→ What you have to do
The required output is the line that contains "Pin the owl tail" plus every line after it in the listing below, copied exactly as it appears.

= = = =

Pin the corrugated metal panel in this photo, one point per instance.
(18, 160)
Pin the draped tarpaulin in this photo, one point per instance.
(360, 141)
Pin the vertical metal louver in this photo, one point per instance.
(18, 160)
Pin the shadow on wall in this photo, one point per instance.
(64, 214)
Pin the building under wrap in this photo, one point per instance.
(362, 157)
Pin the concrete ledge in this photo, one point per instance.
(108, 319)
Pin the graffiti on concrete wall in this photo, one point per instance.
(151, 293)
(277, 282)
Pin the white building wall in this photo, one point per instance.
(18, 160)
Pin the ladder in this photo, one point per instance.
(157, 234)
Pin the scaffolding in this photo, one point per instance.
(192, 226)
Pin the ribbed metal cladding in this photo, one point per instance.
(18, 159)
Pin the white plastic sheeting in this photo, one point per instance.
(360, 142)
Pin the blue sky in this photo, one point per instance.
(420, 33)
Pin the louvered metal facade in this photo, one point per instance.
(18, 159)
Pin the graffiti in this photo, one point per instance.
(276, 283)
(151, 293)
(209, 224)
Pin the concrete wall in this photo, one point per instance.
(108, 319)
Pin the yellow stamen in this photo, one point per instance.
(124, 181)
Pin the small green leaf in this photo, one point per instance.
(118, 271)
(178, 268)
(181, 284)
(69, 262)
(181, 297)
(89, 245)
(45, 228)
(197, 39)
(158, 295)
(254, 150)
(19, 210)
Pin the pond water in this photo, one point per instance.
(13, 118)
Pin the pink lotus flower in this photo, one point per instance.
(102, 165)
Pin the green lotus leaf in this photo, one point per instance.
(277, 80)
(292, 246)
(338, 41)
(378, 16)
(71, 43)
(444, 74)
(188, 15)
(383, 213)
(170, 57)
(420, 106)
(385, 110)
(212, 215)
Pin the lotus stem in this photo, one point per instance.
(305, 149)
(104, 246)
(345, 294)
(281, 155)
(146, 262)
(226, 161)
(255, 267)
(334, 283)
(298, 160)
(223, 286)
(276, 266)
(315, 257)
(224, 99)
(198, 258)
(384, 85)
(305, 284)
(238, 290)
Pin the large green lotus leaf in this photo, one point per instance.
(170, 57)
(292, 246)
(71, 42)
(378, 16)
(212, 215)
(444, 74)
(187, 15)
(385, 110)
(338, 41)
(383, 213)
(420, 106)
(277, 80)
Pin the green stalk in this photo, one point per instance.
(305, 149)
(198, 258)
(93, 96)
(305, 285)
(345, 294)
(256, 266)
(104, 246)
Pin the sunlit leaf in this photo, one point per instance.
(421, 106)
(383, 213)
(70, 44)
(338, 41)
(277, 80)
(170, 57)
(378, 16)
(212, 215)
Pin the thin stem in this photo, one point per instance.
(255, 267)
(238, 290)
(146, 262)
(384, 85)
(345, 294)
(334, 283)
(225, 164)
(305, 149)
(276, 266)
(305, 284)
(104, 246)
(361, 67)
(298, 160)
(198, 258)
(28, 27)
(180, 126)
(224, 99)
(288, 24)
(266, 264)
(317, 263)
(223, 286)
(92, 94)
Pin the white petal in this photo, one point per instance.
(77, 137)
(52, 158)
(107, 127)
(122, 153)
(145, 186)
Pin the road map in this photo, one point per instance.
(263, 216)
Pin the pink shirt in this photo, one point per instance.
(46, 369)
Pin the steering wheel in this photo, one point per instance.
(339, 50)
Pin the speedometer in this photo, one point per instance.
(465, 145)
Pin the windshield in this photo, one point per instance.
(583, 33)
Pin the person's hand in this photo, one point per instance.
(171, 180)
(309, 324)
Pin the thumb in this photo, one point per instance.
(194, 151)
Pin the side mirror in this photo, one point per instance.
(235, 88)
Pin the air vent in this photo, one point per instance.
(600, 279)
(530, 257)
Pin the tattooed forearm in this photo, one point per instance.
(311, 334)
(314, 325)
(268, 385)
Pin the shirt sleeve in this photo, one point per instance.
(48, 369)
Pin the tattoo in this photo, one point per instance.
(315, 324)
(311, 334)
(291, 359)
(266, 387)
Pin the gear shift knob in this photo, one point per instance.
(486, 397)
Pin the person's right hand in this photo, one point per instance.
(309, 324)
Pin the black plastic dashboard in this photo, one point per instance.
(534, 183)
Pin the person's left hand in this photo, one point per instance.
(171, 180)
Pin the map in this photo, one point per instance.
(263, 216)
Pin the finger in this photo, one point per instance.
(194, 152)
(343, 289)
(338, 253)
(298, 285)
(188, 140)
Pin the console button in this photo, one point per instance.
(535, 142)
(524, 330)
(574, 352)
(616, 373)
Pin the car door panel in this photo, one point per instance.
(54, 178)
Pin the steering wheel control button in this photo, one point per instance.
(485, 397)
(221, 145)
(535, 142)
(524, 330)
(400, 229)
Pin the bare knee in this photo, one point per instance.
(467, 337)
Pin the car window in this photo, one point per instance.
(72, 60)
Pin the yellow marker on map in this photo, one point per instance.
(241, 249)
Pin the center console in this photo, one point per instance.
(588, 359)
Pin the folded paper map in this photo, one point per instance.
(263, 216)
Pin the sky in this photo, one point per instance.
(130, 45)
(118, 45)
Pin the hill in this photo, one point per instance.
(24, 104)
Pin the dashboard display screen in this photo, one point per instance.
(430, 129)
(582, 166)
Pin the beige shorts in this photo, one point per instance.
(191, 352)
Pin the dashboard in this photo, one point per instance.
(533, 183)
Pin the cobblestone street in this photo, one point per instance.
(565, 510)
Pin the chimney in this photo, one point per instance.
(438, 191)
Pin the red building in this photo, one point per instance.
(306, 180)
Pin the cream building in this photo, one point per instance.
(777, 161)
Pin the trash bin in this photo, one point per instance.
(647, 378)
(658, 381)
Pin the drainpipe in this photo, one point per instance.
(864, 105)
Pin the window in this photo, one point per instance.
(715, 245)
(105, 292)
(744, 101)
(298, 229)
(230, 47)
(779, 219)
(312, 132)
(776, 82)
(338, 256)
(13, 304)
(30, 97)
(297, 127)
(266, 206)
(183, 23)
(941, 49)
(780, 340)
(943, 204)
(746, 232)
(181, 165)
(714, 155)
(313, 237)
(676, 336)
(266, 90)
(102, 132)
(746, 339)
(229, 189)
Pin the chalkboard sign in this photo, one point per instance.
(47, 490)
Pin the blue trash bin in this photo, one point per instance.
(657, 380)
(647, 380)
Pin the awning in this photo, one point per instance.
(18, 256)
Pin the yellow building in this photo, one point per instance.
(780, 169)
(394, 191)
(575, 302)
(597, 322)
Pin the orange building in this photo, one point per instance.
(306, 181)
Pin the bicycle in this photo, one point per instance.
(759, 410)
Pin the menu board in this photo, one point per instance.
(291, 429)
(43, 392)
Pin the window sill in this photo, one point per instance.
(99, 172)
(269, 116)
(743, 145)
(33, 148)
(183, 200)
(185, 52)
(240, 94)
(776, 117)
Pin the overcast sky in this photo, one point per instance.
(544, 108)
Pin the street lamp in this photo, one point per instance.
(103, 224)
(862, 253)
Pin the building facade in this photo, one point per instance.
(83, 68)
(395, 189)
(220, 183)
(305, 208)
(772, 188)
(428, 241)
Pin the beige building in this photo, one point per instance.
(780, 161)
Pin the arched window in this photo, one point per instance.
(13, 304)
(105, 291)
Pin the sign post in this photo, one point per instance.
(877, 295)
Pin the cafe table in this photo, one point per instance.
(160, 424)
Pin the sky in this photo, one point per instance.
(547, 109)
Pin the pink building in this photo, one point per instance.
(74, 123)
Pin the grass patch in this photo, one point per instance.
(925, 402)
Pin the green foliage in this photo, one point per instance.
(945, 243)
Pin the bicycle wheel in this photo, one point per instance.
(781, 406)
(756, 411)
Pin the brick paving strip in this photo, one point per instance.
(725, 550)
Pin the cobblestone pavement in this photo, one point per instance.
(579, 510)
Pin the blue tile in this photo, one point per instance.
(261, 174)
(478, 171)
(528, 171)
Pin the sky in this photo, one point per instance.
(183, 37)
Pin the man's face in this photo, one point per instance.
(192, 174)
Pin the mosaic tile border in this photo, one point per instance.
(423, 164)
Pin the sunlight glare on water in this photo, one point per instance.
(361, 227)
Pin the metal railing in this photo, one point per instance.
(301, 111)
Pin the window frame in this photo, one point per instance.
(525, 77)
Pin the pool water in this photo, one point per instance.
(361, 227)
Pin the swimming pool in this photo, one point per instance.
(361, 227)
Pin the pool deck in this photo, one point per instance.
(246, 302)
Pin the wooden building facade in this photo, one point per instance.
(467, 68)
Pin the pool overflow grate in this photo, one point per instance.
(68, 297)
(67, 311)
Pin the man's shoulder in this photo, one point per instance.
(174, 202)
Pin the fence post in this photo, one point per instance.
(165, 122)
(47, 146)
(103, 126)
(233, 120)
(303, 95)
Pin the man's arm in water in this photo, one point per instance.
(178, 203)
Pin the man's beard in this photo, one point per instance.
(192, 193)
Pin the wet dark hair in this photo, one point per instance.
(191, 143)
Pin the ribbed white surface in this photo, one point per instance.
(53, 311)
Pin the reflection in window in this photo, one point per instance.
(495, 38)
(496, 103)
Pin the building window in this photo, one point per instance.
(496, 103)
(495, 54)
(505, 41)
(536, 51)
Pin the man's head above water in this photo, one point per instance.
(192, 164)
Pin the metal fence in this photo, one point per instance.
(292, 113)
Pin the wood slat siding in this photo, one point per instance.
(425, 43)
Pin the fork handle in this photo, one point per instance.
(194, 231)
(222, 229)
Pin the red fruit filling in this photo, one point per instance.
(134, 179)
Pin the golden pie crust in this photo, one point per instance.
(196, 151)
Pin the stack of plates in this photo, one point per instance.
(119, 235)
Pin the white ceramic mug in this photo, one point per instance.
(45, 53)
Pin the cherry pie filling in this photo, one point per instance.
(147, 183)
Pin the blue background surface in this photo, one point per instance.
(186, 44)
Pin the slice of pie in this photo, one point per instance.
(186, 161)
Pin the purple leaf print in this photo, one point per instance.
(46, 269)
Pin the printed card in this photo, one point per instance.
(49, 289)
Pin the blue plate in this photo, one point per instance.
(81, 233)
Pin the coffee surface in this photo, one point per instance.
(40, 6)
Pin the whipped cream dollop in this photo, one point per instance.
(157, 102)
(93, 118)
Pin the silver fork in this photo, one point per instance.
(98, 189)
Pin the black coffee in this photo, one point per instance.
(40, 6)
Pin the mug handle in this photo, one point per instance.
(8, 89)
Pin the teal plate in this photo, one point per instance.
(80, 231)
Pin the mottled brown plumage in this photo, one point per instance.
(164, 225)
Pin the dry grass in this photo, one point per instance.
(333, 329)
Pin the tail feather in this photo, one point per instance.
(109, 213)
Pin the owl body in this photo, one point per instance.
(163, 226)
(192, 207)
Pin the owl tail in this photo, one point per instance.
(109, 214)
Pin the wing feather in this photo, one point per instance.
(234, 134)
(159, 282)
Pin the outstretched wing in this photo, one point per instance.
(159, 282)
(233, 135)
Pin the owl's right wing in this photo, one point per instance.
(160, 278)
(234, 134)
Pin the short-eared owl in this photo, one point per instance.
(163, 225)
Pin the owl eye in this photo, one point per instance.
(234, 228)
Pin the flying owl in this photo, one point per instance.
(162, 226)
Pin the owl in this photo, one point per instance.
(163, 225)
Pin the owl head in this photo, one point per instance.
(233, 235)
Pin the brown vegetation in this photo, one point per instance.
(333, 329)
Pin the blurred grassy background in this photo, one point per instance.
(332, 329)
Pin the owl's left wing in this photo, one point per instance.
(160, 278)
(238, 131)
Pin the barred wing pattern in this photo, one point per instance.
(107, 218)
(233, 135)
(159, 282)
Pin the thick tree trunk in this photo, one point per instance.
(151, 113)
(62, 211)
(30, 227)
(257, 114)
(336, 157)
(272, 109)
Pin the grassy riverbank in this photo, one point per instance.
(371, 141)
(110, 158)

= = = =

→ Written answer
Pin the owl tail in this photo, one point per instance.
(109, 214)
Pin the wing feather in this photo, one point per instance.
(234, 134)
(159, 282)
Pin the outstretched wing in this photo, one point per instance.
(159, 282)
(233, 135)
Pin the owl's right wing in this photo, one point per instance.
(160, 278)
(234, 134)
Pin the short-eared owl in this photo, one point per instance.
(163, 225)
Pin the owl eye in this photo, one point per instance.
(234, 228)
Pin the flying owl in this photo, one point per instance.
(162, 226)
Pin the owl in this photo, one point per instance.
(163, 225)
Pin the owl head in this photo, one point per instance.
(233, 235)
Pin the brown vegetation in this photo, one point per instance.
(333, 329)
Pin the blurred grassy background in this photo, one point per instance.
(332, 329)
Pin the owl's left wing in this photo, one point per instance.
(160, 278)
(238, 131)
Pin the barred wing pattern in this photo, one point per instance.
(107, 218)
(233, 135)
(159, 282)
Pin the thick tree trunk in this photo, one point per instance.
(151, 113)
(62, 211)
(30, 227)
(257, 114)
(336, 157)
(272, 109)
Pin the grassy riverbank in this photo, one point per instance.
(371, 141)
(110, 158)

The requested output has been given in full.